## [Problem description]
Repeat, word for word, everything from the line containing "label the sofa armrest, a point per instance." down through the end of the items, and leave the pictures out.

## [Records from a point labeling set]
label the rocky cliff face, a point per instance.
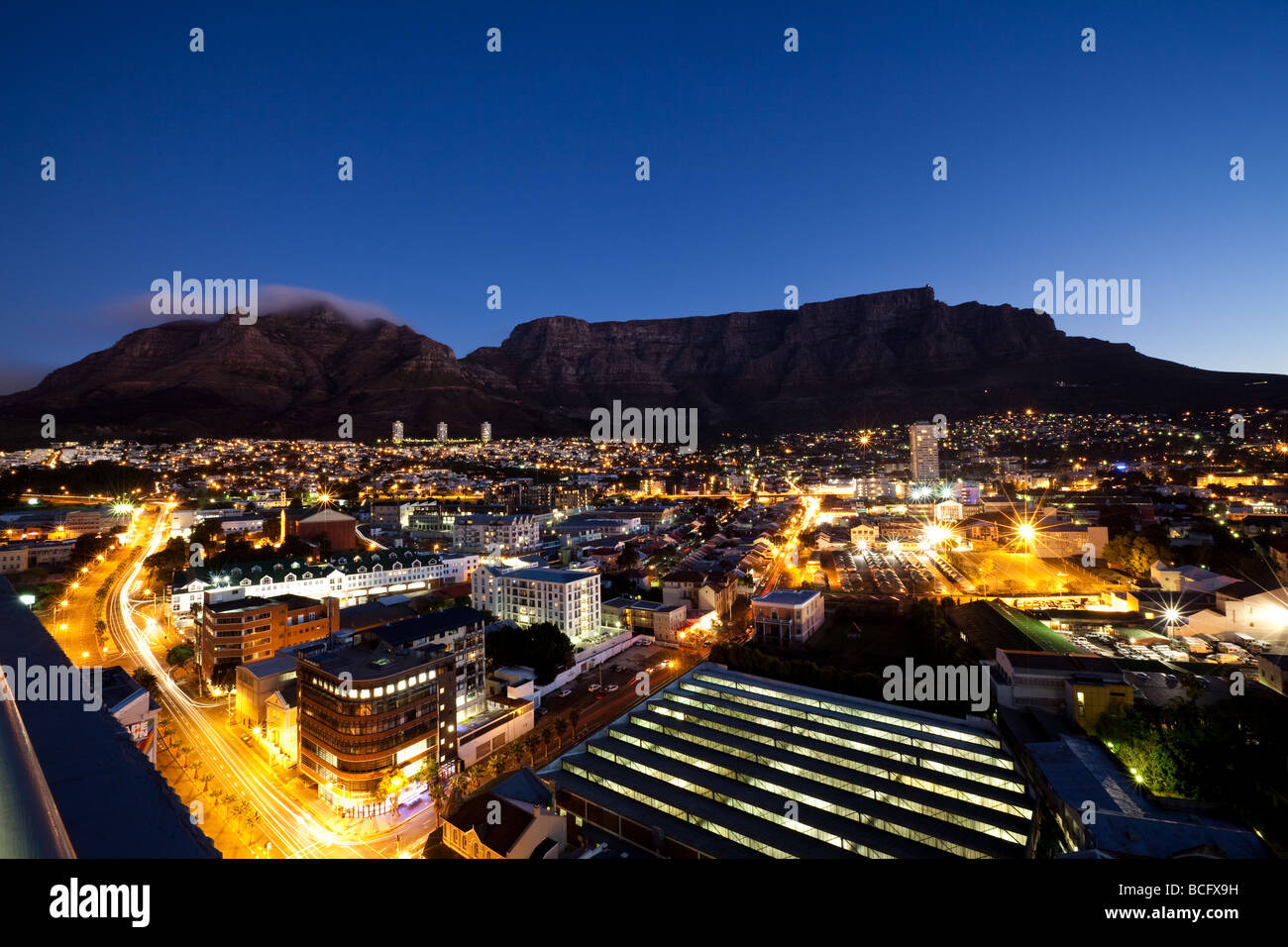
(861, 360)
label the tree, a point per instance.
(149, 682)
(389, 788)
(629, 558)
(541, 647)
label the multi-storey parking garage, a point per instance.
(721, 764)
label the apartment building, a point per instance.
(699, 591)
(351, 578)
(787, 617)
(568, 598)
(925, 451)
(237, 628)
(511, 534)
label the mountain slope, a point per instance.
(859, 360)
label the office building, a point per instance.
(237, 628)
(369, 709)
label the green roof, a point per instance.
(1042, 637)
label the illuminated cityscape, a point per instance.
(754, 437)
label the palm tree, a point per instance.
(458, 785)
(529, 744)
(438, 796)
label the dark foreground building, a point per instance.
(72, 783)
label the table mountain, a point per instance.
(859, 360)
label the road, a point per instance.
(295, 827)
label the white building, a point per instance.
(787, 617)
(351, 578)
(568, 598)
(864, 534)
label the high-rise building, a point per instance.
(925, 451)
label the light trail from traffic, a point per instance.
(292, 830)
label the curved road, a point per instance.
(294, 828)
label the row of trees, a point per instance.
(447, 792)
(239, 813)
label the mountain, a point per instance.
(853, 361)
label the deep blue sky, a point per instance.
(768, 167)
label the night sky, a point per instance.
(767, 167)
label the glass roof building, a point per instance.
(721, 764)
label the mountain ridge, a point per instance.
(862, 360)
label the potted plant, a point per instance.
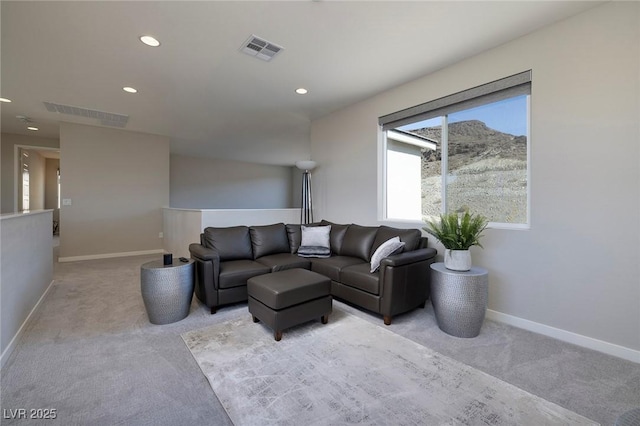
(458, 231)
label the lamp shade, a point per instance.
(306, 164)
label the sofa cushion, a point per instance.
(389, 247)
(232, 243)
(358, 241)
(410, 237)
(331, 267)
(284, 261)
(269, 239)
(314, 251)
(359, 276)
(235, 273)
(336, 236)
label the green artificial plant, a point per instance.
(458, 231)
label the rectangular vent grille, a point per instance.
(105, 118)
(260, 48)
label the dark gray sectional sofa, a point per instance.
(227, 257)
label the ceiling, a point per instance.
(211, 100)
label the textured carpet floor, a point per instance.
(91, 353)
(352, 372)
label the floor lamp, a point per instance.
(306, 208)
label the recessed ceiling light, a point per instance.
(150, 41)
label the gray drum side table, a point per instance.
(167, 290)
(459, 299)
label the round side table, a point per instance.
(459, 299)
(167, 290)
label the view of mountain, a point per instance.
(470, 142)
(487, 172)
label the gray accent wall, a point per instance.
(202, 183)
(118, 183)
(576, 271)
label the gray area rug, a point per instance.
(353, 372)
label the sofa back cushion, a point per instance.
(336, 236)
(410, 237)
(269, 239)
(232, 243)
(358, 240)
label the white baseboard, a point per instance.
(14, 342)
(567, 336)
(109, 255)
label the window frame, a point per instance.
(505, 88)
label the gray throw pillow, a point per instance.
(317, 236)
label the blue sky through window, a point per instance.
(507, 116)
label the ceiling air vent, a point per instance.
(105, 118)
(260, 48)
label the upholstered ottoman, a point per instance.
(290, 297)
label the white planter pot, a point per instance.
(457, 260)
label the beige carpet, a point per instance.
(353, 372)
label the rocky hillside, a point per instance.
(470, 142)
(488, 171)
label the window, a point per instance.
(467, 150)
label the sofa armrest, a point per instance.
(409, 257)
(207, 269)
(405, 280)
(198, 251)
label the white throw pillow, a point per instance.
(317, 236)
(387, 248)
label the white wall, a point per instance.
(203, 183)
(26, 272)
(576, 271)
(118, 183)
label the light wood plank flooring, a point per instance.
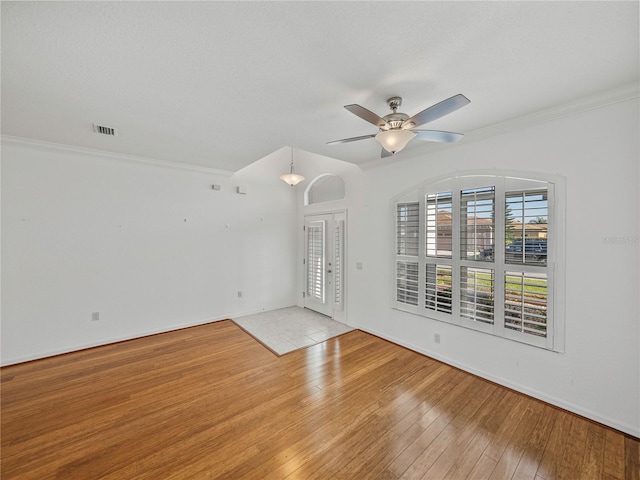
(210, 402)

## [Complete response]
label the sofa armrest, a point per instance.
(409, 257)
(207, 269)
(405, 280)
(198, 251)
label the white throw pillow, a point per instance.
(317, 236)
(387, 248)
label the white wall, a point per instance.
(203, 183)
(26, 272)
(576, 271)
(118, 183)
label the light wood plank flooring, a point per instance.
(210, 402)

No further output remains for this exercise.